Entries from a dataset
###

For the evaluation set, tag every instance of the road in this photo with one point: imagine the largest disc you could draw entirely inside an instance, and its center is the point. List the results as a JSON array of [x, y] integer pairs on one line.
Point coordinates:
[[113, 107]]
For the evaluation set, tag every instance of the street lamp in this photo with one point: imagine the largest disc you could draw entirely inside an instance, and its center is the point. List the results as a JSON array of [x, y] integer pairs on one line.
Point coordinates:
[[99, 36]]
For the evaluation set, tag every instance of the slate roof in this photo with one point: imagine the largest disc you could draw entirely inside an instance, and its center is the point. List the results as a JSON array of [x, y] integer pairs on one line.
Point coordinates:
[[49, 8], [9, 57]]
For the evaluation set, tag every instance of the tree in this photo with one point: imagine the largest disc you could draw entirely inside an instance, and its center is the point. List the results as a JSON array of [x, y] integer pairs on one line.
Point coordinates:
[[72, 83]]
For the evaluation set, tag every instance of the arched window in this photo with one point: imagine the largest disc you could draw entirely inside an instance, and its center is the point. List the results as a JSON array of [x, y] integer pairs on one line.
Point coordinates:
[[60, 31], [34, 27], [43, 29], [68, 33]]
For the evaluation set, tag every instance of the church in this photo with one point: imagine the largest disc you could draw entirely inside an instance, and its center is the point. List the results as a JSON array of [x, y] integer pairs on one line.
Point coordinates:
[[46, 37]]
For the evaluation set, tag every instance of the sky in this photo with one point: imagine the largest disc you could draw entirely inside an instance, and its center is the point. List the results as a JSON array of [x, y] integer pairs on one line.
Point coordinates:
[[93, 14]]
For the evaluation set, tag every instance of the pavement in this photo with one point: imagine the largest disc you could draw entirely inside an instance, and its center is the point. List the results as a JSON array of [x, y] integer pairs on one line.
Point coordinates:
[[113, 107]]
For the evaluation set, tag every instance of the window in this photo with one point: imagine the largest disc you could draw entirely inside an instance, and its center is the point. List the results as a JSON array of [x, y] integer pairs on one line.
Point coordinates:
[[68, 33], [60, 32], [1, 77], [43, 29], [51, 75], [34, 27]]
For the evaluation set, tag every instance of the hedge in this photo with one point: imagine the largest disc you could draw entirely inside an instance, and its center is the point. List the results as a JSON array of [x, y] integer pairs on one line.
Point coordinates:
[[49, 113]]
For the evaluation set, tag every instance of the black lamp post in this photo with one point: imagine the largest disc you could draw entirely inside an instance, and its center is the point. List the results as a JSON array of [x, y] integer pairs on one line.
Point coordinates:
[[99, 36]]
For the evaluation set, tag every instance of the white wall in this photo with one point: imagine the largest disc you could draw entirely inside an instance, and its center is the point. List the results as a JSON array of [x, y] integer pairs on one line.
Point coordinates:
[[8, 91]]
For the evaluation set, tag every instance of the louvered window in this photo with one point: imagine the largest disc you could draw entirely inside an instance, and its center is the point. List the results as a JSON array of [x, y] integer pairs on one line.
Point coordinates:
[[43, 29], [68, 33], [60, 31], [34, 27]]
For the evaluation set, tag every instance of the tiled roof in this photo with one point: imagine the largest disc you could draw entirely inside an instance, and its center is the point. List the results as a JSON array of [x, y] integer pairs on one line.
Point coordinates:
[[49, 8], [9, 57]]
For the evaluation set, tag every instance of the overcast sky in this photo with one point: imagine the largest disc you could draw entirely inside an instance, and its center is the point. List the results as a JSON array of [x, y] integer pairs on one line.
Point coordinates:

###

■ Given request ■
Format the rows starting with the line containing "For the evaluation set, tag every instance of the white" and going on through the line containing "[[43, 29], [68, 33], [60, 31], [34, 27]]" as a two-column CSV with the headers instruction and points. Give one CSV line per row, with each value in a single quoted field and any line breaks replaced by spaces.

■ Solution for this exercise ■
instruction,points
"For the evaluation set, tag every instance of the white wall in this photo with one point: imagine the largest disc you could draw entirely inside an instance, and its center is the point. List the results as a JSON array of [x, y] integer pairs on one line. Point coordinates:","[[8, 91]]"
"For the evaluation set, tag every instance of the louvered window in this photo with one point: imagine the largest disc you could draw entirely inside an instance, and its center is the point. List the results as a JSON array of [x, y] integer pairs on one line. Point coordinates:","[[43, 29], [68, 33], [60, 31], [34, 27]]"